◆ INFORMATION GIVEN:
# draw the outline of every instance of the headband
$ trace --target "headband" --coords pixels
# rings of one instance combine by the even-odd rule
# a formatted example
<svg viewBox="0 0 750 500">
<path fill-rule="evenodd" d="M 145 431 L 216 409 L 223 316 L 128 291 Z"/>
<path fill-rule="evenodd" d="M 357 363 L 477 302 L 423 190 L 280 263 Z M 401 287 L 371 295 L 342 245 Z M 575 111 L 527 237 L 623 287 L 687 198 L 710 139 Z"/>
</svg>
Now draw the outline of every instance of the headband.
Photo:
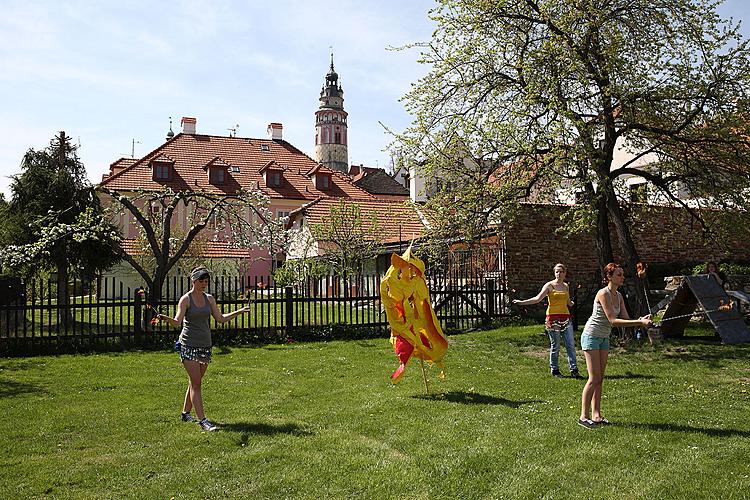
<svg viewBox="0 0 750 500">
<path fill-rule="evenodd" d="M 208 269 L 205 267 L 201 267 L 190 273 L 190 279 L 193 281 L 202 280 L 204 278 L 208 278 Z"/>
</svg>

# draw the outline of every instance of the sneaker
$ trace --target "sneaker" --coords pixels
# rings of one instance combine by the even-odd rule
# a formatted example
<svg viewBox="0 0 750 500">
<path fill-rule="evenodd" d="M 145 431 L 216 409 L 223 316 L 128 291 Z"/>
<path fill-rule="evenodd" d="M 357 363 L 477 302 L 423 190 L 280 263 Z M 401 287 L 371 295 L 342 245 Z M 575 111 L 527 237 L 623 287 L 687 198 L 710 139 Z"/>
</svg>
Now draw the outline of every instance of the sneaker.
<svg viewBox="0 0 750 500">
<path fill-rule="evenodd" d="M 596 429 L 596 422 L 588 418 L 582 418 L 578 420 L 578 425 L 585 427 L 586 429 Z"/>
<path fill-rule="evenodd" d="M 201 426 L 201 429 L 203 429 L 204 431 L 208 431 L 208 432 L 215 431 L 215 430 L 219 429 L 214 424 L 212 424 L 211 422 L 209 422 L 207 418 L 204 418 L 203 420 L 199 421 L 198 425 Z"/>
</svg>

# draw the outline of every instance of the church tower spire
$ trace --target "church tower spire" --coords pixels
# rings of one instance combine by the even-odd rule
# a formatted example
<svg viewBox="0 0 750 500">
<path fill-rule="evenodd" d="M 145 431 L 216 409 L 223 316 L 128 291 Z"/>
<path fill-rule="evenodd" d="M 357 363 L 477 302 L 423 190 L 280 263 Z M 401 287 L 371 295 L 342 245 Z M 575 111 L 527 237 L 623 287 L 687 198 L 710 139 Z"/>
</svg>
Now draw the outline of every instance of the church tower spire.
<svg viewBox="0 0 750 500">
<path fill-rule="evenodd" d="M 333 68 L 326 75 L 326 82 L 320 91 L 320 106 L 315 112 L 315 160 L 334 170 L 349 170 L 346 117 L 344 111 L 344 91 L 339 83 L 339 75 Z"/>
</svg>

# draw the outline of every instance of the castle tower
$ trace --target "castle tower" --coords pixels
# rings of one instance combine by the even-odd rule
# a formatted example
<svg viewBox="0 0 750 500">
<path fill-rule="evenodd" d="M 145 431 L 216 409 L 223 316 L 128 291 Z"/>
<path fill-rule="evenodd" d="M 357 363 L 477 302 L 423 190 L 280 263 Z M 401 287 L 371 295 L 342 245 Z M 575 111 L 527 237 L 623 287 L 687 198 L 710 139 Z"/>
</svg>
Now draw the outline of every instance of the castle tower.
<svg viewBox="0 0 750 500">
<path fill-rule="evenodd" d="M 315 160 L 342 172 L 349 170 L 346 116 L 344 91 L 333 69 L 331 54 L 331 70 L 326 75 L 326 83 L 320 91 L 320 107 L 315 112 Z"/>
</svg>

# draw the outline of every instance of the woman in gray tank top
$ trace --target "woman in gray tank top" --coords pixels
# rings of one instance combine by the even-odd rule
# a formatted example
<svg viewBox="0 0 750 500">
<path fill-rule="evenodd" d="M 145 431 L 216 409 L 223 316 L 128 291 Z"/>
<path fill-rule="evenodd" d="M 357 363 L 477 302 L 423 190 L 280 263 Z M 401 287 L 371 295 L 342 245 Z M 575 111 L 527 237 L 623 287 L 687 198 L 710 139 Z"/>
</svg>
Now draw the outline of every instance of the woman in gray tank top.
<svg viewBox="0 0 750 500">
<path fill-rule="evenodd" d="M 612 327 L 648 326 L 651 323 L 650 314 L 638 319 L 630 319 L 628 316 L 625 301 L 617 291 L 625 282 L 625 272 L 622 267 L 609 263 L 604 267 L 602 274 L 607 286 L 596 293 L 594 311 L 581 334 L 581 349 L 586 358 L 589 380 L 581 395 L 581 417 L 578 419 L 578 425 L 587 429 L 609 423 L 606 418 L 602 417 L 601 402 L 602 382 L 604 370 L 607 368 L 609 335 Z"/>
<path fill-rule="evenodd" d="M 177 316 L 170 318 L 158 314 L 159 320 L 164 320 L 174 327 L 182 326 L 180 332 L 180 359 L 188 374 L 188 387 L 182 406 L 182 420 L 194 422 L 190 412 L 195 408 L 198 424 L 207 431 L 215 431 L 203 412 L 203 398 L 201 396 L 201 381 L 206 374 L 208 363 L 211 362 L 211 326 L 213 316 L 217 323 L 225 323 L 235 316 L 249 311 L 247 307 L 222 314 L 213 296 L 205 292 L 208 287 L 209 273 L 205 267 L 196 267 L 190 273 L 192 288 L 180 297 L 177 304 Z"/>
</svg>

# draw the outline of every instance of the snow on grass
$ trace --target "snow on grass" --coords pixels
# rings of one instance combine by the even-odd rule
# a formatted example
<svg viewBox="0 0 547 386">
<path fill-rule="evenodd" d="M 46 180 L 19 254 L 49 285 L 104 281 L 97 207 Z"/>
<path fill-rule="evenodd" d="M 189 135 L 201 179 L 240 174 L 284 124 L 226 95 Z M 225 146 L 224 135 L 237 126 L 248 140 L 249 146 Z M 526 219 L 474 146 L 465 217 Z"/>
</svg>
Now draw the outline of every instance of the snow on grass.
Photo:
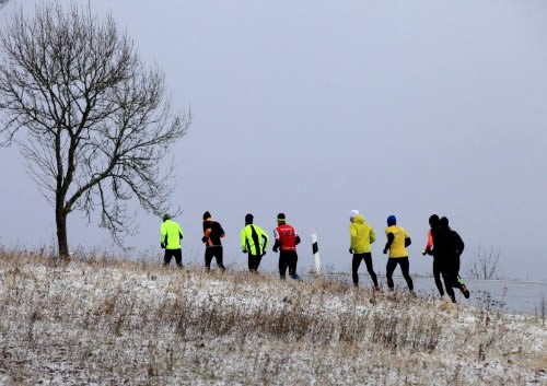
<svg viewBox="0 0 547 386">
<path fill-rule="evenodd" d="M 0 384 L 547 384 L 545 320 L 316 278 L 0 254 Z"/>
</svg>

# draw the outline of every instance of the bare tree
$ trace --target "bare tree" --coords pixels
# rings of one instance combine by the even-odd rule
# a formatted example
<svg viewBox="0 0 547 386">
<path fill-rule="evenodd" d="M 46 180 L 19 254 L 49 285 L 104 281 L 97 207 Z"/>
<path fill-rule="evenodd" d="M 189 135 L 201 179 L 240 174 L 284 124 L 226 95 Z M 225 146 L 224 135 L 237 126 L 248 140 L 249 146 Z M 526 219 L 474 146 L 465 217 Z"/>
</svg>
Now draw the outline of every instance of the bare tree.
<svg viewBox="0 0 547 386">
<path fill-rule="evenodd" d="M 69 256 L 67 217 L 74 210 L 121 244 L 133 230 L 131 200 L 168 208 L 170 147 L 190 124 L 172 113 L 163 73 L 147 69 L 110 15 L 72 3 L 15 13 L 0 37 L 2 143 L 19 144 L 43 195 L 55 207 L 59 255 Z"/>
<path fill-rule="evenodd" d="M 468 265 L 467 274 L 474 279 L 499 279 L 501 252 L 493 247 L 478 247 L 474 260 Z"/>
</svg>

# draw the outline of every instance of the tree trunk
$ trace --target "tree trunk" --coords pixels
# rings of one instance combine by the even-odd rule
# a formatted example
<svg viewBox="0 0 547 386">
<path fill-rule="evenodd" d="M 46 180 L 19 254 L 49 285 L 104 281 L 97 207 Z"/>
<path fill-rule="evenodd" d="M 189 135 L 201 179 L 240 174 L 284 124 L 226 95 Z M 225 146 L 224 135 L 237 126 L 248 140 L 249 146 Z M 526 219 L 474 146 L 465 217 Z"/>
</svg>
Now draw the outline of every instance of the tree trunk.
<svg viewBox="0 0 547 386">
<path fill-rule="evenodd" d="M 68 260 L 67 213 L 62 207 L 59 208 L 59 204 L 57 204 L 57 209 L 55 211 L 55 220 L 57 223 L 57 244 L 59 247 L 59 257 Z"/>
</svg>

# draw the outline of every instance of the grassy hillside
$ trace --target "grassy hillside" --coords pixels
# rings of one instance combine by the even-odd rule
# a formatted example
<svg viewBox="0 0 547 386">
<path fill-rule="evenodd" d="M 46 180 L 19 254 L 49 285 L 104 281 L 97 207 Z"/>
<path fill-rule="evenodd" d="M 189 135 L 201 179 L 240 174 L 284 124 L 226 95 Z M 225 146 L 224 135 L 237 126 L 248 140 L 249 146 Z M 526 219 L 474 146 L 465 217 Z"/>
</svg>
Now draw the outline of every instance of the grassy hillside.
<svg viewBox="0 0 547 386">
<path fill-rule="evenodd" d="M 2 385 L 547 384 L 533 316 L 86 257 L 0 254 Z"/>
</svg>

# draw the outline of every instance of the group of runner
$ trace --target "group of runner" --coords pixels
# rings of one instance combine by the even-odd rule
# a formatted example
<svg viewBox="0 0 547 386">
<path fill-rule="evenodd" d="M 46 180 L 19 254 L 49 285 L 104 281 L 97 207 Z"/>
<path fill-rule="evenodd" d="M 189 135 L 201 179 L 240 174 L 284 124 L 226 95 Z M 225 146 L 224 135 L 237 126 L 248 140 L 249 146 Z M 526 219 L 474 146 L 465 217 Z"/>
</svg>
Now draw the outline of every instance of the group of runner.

◆ TASK: Beginning with the line that contains "# draw the outline of every instance of the group", quote each line exactly through the last line of the entries above, and nothing beyond them.

◆ EXERCISE RESULT:
# draw the outline of every instance of the group of runner
$ trace --target "group of runner" --coords pixels
# rings of one instance combine by the even-odd rule
# a formatted example
<svg viewBox="0 0 547 386">
<path fill-rule="evenodd" d="M 46 180 L 19 254 L 49 285 L 104 281 L 97 207 Z"/>
<path fill-rule="evenodd" d="M 189 135 L 201 179 L 240 174 L 284 124 L 226 95 Z M 225 146 L 224 135 L 237 126 L 248 140 L 249 146 Z M 526 219 L 474 146 L 465 217 Z"/>
</svg>
Now draw the outline of every instance of the group of runner.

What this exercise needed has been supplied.